INSTRUCTION —
Retype the following entries word for word, line by line.

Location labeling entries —
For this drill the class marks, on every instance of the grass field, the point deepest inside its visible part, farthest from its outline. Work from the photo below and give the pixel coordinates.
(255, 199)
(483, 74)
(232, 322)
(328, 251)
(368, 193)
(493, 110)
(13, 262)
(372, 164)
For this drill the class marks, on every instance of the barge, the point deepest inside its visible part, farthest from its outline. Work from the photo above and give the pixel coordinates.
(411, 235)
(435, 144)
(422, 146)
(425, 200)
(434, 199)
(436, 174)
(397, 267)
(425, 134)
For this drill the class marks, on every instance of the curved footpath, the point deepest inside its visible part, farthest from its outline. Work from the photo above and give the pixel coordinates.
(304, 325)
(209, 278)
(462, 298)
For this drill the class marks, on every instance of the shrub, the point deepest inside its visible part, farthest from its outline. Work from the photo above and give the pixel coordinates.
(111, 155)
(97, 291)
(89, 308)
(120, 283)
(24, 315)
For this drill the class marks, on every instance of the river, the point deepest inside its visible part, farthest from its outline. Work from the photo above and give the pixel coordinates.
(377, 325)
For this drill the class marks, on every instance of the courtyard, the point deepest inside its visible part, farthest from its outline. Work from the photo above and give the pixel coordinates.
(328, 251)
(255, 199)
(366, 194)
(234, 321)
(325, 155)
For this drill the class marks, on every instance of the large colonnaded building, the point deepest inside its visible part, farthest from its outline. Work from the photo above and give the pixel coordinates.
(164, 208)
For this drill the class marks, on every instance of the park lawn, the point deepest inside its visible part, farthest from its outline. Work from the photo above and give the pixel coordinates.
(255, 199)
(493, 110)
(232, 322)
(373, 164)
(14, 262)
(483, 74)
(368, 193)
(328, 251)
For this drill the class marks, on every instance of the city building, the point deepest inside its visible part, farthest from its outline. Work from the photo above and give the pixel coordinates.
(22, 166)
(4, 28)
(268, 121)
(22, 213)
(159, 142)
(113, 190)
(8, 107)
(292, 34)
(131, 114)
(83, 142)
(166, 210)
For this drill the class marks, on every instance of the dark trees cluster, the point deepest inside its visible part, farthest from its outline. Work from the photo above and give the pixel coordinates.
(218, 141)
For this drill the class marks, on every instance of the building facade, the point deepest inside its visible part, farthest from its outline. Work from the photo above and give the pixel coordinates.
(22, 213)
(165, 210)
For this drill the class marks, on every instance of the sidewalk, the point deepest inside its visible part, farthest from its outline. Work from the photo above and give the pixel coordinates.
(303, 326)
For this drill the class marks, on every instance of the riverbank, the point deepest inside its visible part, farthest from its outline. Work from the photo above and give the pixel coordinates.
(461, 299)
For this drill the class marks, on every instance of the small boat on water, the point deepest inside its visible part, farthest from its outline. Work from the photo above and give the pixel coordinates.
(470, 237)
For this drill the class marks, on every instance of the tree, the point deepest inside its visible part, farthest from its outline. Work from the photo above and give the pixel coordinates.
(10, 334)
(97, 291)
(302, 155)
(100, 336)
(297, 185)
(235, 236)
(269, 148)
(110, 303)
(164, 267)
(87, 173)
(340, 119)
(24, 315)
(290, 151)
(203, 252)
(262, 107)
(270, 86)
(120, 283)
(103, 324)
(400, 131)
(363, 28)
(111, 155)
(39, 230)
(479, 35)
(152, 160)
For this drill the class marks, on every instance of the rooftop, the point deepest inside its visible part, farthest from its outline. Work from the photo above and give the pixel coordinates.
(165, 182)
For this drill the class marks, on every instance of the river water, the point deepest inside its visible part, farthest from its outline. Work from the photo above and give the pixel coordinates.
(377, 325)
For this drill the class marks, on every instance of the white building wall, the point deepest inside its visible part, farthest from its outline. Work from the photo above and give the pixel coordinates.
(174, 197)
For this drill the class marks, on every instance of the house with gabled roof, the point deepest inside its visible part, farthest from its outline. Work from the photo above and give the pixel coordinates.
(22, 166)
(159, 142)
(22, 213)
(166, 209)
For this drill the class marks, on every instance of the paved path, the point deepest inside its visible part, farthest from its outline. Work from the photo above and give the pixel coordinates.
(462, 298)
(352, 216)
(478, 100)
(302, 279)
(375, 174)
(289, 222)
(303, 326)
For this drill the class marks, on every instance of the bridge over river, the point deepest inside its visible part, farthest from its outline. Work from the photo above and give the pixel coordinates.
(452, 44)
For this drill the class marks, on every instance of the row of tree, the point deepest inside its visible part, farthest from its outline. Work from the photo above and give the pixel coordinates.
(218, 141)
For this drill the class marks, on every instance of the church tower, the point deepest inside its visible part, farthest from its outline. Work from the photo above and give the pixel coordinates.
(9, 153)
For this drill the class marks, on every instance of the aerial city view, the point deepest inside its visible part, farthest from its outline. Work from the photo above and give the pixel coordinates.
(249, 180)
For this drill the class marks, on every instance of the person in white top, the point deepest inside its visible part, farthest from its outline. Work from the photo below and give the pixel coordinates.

FINAL RESULT —
For this drill the class marks, on every instance of the grass field, the point deepest inside its visible part, farthest from its outline. Work from the photo below and give the pixel coordinates.
(255, 199)
(483, 74)
(232, 322)
(328, 251)
(368, 193)
(493, 110)
(13, 262)
(372, 164)
For this drill the class marks, on every instance of the barge, the point deepest inside its visible part, farthest from its outline. Work from the photo above and give the pixel coordinates.
(411, 235)
(435, 144)
(422, 146)
(425, 200)
(434, 199)
(436, 174)
(397, 267)
(425, 134)
For this drill the class marks, on every instance of the curved footpath, the point deepest inside its visible part, farthest from its outline. Work from the photo above and give the pixel coordinates.
(304, 325)
(209, 278)
(462, 298)
For this drill the class marks, on every instance of the shrub, the point deepest inside its visible part, farthest from its outline. Work from the photo above and give the pixel coordinates.
(111, 155)
(97, 291)
(89, 308)
(120, 283)
(24, 315)
For this drill the class marks, on every instance of the river, the point deepest inside its visible part, farthest from its outline. Work from the photo above and give the pixel coordinates.
(377, 325)
For this drill the class marks, on every instance of the courtyard, the point deepest inside its visible part, farthest from its outline. Work from the photo above and give the pixel coordinates.
(328, 251)
(255, 199)
(366, 194)
(234, 321)
(325, 155)
For this drill the class marks, on every instance of the large colonnaded building, the point deepest inside its visible part, farthest from its outline. Work from the photo above and give the pixel coordinates.
(164, 208)
For this drill the class marks, on every instance of the park lawn, the point deepest inside its visible part, farthest from its outline. Work from the photo above and give the pixel coordinates.
(255, 199)
(493, 110)
(232, 322)
(373, 164)
(14, 262)
(483, 74)
(368, 193)
(328, 251)
For this drill the class marks, on every instance of the city building, the point deepest inside its visible part, farthest from its outline. Work from the photo above and give the pixel coordinates.
(22, 166)
(4, 28)
(268, 121)
(22, 213)
(159, 142)
(113, 190)
(8, 107)
(292, 34)
(131, 114)
(83, 142)
(166, 210)
For this drill the class marks, on every instance of the dark trees cluster, the point deepest inside its visible part, farthest from its outline. Work from the photo above and give the pixel coordinates.
(218, 141)
For this drill the class marks, on every instance of the building facade, the point deepest inside its visible part, farthest from its outline. Work from the photo above and give the pixel coordinates.
(22, 213)
(165, 210)
For this drill the class marks, on every instance of the sidewalk, the point deepest inside its visible part, farthest from its outline. Work from the photo above and give the pixel coordinates.
(303, 326)
For this drill the class marks, on every instance of the riverbank, the point deepest inside its visible part, farthest from its outline. Work from the photo above and give the pixel coordinates.
(461, 299)
For this drill the class marks, on every instance of the small boat on water, the point deepest inside its visible part, farthest from its outline. Work from the photo above and give the pixel coordinates.
(470, 237)
For this drill the class marks, on every instance of the tree, the point deepest inside its visible part, farthest from its outline. Work from the photo above and give the pixel coordinates.
(10, 334)
(97, 291)
(302, 155)
(100, 336)
(297, 185)
(235, 236)
(269, 148)
(110, 303)
(164, 267)
(87, 173)
(340, 119)
(24, 315)
(290, 151)
(203, 252)
(262, 107)
(270, 86)
(120, 283)
(103, 324)
(400, 131)
(363, 28)
(111, 155)
(39, 230)
(479, 35)
(152, 160)
For this drill the class marks, on every instance of the rooftop, the point deepest inside its visible part, farthest from its outline. Work from the photo above and give the pixel coordinates.
(165, 182)
For this drill the class marks, on every instance of the river water, the point deepest inside its visible part, farthest from its outline. Work from the photo above and give the pixel coordinates.
(377, 325)
For this drill the class marks, on every instance of the white building wall, the point deepest inside its visible part, farthest from its outline. Work from the photo above and give the pixel coordinates.
(174, 197)
For this drill the class marks, on every instance of the house with gabled roof, the point deepest inside its visible part, farthest from its outline. Work from the photo above and give the pixel coordinates.
(22, 166)
(159, 142)
(22, 213)
(166, 209)
For this drill the class marks, on every instance of the paved path, the point deepest inside its visible part, farthest from its outline. Work from the photo above and give the pixel coordinates.
(462, 298)
(352, 216)
(478, 100)
(302, 279)
(375, 174)
(289, 222)
(303, 326)
For this drill the class marks, on every instance of the bridge over river, the point deepest inside its visible part, farthest from its outline. Work from the photo above and give the pixel coordinates.
(452, 44)
For this drill the class marks, on every instance of the row of tree, the point deepest inside its visible part, farthest from its outline. Work from the photo above and give the pixel coordinates.
(218, 141)
For this drill the class marks, on every instance of the church tower, the point deepest inside its visible part, farthest from its outline. Work from the photo above and give the pixel coordinates.
(9, 153)
For this drill the class marks, on every instance of the aerial city view, the point deepest inside its visible part, farthest from its outline. Work from the photo above and give the pixel coordinates.
(249, 180)
For this drill the class marks, on every instance of the person in white top, the point deepest inside its visible part, farthest from its outline. Work from the photo below and give the pixel coordinates.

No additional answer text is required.